--- Record set Enclosed Below ---
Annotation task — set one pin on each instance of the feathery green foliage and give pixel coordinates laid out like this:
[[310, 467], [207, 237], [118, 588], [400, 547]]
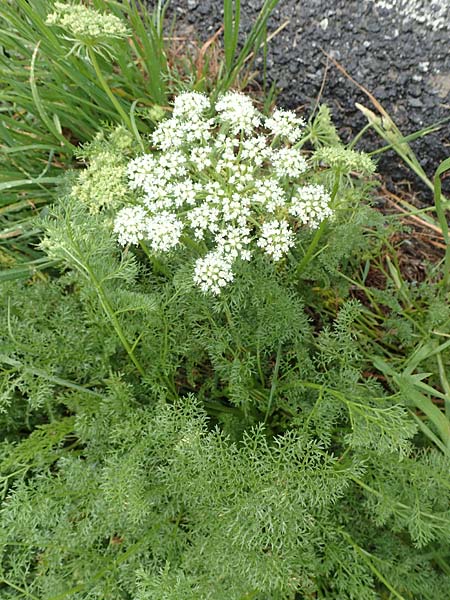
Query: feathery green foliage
[[282, 440]]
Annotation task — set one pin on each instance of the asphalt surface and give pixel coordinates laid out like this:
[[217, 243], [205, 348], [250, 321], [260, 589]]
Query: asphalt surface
[[397, 49]]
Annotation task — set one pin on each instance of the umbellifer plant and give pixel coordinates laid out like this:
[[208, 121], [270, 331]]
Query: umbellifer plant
[[243, 451]]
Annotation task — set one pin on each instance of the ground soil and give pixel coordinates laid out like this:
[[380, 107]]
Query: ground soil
[[397, 49]]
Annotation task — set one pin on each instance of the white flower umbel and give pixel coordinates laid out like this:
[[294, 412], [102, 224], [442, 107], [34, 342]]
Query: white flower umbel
[[203, 218], [141, 169], [213, 272], [276, 238], [270, 194], [234, 241], [190, 105], [289, 162], [311, 205], [237, 111], [225, 179], [163, 231], [286, 124], [130, 225]]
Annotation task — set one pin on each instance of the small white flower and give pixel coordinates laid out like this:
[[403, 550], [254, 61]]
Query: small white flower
[[163, 231], [130, 225], [141, 169], [197, 131], [201, 157], [203, 218], [289, 162], [235, 208], [255, 149], [276, 238], [190, 105], [213, 272], [169, 134], [233, 241], [310, 205], [185, 192], [173, 164], [286, 124], [269, 194], [237, 111]]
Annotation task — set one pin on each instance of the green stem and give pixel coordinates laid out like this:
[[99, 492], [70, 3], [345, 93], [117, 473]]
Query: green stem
[[273, 387], [115, 322], [125, 118], [319, 233]]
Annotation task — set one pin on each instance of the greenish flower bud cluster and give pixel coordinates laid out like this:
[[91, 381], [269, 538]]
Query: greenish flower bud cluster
[[85, 24], [345, 160]]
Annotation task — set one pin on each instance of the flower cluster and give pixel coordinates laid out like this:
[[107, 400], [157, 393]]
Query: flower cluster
[[228, 179], [345, 160], [86, 26]]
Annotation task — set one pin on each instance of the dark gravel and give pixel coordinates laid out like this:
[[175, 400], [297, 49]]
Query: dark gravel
[[399, 53]]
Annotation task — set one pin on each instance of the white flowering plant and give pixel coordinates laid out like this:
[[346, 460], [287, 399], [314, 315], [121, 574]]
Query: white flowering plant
[[227, 180]]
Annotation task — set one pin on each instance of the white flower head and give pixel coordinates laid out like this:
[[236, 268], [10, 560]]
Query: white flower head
[[202, 218], [237, 111], [163, 231], [285, 124], [233, 242], [141, 170], [269, 193], [201, 156], [130, 225], [289, 162], [276, 238], [169, 134], [190, 105], [311, 205], [213, 272], [225, 181]]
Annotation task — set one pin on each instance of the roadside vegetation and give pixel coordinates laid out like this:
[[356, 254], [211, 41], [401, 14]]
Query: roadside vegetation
[[224, 362]]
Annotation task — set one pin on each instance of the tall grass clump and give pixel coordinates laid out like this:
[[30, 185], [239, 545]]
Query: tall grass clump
[[66, 70], [195, 402]]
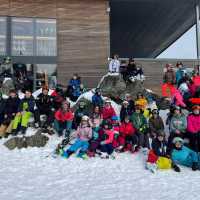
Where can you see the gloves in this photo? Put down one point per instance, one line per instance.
(194, 166)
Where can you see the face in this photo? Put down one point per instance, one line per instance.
(96, 110)
(177, 112)
(27, 94)
(160, 138)
(12, 95)
(178, 145)
(45, 92)
(196, 111)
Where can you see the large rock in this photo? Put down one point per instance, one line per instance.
(37, 140)
(114, 86)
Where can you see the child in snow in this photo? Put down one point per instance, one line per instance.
(169, 80)
(106, 146)
(156, 123)
(97, 99)
(26, 110)
(79, 113)
(178, 125)
(10, 111)
(108, 111)
(125, 110)
(140, 123)
(182, 155)
(141, 101)
(44, 107)
(114, 64)
(83, 135)
(193, 128)
(127, 139)
(63, 120)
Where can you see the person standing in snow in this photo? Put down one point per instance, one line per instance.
(83, 135)
(114, 64)
(193, 128)
(108, 111)
(63, 120)
(26, 110)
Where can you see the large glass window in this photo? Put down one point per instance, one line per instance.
(3, 35)
(46, 37)
(22, 36)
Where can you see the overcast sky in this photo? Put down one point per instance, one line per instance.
(184, 47)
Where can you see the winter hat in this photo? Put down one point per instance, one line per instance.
(178, 139)
(85, 118)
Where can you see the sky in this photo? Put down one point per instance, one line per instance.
(183, 48)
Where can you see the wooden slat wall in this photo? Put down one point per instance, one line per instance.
(83, 33)
(83, 39)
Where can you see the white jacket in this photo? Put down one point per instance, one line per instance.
(114, 66)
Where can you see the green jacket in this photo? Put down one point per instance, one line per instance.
(139, 122)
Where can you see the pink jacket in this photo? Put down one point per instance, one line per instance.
(110, 134)
(193, 123)
(178, 99)
(84, 133)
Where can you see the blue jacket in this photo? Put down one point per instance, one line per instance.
(185, 156)
(97, 100)
(179, 75)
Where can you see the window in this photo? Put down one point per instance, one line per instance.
(3, 35)
(46, 37)
(22, 36)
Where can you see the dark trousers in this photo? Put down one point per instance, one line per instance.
(107, 148)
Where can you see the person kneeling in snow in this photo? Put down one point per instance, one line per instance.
(83, 135)
(182, 155)
(63, 119)
(25, 111)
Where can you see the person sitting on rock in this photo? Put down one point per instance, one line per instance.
(108, 111)
(178, 125)
(44, 107)
(156, 124)
(193, 128)
(169, 80)
(97, 99)
(63, 120)
(125, 110)
(82, 135)
(182, 155)
(140, 124)
(114, 64)
(79, 113)
(26, 110)
(10, 110)
(141, 101)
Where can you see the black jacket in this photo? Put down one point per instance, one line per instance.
(159, 148)
(12, 106)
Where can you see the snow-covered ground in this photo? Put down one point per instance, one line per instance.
(32, 174)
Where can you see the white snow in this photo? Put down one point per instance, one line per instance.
(30, 174)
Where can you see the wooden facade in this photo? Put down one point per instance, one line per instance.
(82, 33)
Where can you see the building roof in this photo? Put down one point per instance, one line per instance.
(145, 28)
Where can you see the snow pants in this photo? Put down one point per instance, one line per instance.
(61, 126)
(167, 90)
(79, 144)
(21, 119)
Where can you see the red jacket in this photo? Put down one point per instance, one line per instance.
(61, 116)
(127, 129)
(193, 123)
(108, 112)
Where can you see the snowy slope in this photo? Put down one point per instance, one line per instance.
(30, 174)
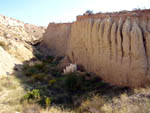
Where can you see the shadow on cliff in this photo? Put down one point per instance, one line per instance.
(42, 78)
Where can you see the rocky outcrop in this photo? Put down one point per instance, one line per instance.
(56, 39)
(7, 63)
(12, 28)
(117, 49)
(16, 39)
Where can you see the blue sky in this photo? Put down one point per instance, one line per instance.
(41, 12)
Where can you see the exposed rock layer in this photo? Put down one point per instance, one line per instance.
(56, 38)
(118, 50)
(115, 46)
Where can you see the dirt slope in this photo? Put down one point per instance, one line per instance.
(114, 47)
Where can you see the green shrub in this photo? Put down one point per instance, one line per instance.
(51, 82)
(73, 82)
(47, 101)
(33, 95)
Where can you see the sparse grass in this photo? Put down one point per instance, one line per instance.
(45, 89)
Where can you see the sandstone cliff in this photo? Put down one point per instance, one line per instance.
(56, 38)
(15, 40)
(115, 48)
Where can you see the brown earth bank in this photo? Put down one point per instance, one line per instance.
(115, 46)
(56, 39)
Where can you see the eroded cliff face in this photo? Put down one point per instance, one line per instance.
(117, 49)
(56, 39)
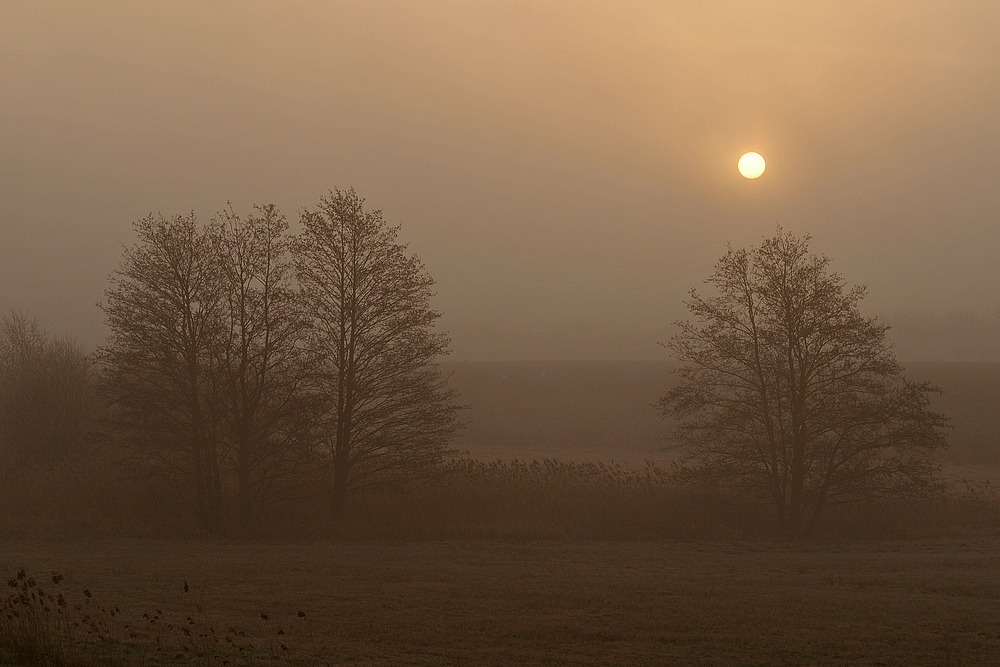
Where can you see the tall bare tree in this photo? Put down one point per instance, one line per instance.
(389, 412)
(164, 308)
(788, 393)
(261, 361)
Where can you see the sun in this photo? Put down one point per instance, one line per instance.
(751, 165)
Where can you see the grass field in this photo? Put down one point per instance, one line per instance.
(550, 603)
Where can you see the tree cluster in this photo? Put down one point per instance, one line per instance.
(789, 395)
(243, 360)
(47, 401)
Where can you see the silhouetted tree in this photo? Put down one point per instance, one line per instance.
(388, 410)
(47, 402)
(261, 364)
(787, 392)
(164, 308)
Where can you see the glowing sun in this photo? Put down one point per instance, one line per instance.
(751, 165)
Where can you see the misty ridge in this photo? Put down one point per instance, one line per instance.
(263, 384)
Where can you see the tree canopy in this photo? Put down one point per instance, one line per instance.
(790, 395)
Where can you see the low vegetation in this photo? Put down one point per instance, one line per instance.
(563, 602)
(471, 498)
--- End of Enclosed Record set ---
§ **What the task requires**
The lines above from the one with "Query: white flower umbel" through the one with "[[403, 550], [254, 61]]" are to be duplicated exactly, ends included, with nothing added.

§ **Result of this task**
Query: white flower umbel
[[203, 218], [141, 169], [213, 272], [276, 238], [270, 194], [234, 241], [190, 105], [289, 162], [311, 205], [237, 111], [225, 179], [163, 231], [286, 124], [130, 225]]
Annotation task — set one pin on each instance of the small white flower and give pixel coordinates laid out like this:
[[403, 550], [254, 61]]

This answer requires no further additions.